The request:
Output exactly the lines from the line with "feather, placing one marker per instance" through the end of the records below. Include nothing else.

Record extracts:
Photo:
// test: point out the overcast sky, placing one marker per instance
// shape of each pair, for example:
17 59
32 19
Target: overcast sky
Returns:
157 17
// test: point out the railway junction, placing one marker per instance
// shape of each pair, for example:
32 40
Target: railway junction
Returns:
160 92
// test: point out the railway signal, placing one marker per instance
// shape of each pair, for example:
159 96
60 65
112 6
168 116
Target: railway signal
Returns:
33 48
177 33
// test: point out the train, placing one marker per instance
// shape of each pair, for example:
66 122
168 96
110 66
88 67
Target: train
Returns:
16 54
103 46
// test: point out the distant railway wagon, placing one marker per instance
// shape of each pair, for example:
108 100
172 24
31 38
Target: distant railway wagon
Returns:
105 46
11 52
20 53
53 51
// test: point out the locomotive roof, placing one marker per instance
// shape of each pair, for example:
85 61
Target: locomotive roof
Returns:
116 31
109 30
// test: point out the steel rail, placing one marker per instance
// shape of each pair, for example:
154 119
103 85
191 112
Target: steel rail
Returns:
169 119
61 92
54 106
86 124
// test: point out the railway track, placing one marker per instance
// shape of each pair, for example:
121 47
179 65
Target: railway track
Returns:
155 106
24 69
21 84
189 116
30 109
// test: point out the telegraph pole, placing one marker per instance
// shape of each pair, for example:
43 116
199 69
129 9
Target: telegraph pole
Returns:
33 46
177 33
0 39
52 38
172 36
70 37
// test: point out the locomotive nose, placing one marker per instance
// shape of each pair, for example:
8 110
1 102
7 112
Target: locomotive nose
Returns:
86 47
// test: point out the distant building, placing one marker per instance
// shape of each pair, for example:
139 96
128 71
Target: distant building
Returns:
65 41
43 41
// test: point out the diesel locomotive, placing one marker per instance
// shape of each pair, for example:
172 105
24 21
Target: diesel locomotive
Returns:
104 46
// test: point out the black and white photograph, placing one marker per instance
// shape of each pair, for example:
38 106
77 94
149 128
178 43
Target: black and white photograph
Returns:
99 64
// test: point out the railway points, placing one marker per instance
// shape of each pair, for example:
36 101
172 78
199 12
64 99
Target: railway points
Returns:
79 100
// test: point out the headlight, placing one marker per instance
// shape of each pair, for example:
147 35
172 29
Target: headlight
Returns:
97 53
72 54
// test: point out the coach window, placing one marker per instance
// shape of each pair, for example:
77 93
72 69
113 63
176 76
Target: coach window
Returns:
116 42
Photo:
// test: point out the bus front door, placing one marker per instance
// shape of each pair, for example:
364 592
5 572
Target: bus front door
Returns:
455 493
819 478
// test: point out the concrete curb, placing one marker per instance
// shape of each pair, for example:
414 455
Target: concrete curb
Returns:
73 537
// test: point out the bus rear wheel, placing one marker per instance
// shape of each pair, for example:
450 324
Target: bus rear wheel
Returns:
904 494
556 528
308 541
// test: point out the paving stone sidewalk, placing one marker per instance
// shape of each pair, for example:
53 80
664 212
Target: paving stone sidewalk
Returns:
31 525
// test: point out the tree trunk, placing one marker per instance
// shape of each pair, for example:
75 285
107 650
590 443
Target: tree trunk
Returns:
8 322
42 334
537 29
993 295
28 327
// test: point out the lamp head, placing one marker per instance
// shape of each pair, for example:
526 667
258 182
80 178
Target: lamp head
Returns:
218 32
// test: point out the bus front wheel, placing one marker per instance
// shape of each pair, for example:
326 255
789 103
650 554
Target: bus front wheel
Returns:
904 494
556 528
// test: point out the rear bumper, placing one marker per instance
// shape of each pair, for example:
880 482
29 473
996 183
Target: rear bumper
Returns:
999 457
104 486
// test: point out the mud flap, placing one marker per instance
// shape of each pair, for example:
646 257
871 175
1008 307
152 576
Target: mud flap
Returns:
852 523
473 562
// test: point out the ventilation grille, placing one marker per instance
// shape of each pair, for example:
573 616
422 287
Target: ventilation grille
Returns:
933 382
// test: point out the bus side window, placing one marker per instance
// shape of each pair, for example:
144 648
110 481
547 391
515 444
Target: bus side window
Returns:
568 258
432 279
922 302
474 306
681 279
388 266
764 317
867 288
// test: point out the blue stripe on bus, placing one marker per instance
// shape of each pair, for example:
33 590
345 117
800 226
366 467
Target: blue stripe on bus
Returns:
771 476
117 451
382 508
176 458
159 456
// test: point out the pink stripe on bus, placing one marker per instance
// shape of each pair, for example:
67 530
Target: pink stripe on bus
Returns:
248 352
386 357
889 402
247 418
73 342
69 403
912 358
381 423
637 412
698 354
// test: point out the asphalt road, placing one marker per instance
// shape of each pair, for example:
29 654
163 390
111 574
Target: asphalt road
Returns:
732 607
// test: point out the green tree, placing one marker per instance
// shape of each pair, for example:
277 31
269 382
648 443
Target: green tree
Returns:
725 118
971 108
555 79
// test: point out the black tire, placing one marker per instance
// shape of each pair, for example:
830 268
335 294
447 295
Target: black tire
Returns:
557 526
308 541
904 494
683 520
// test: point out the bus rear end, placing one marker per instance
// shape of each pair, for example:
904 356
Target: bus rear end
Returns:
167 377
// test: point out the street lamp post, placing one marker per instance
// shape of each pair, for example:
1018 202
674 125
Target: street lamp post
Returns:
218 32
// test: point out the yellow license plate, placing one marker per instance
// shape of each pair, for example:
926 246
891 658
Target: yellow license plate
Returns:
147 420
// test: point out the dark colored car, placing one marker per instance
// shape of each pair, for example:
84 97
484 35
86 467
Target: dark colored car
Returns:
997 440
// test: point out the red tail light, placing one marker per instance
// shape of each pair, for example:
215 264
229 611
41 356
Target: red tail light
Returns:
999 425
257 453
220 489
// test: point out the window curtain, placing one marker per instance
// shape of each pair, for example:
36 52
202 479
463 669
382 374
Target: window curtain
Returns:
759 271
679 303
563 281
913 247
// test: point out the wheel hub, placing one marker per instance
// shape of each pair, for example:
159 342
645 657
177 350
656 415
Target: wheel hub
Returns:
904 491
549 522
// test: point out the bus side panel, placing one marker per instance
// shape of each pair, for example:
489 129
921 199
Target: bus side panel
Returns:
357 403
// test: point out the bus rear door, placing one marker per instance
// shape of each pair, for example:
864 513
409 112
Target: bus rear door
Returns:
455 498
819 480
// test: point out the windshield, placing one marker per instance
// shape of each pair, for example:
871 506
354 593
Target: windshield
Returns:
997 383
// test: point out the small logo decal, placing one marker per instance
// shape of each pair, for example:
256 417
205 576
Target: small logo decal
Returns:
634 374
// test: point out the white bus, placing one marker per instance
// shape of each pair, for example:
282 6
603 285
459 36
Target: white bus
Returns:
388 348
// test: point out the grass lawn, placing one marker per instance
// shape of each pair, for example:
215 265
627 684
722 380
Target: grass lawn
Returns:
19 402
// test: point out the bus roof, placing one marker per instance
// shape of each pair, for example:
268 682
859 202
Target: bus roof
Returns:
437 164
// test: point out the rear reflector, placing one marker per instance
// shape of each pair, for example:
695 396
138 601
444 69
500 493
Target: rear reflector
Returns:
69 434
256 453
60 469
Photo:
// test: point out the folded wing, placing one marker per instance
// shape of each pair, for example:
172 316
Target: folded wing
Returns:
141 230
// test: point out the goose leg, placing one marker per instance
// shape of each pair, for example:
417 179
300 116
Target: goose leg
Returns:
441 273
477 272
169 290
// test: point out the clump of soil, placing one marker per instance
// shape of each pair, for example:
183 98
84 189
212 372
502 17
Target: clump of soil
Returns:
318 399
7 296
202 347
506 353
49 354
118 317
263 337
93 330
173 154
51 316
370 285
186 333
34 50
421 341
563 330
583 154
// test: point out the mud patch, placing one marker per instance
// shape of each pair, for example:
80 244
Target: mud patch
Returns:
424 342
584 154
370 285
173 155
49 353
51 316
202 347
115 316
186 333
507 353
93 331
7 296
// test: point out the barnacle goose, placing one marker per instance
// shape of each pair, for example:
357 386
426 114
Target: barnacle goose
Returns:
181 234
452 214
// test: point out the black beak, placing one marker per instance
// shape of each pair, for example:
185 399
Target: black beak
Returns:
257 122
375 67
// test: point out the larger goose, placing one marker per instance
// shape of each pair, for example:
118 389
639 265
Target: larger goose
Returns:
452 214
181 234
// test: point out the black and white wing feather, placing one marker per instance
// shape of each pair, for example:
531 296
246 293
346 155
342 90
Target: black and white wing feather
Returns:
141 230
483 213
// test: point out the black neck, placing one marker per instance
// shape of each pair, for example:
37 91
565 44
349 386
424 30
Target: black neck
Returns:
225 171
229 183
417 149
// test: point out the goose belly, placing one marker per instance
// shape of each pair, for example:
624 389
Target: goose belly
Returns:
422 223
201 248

Response to the task:
// test: point out the black and white wing feather, placing one marker per instance
// shape of each pair, for example:
531 296
246 293
346 155
342 90
Target: black and white wing feather
Returns:
141 230
483 213
// test: point out the black neck, placing one marker per instance
// shape of each pair, for example:
37 91
565 44
349 386
424 30
Target: black neck
Returns:
225 171
229 183
417 149
// test: point out the goose belly, placing one marker per instance
// shape of each pair, for example:
624 389
Target: goose belly
Returns:
422 223
201 248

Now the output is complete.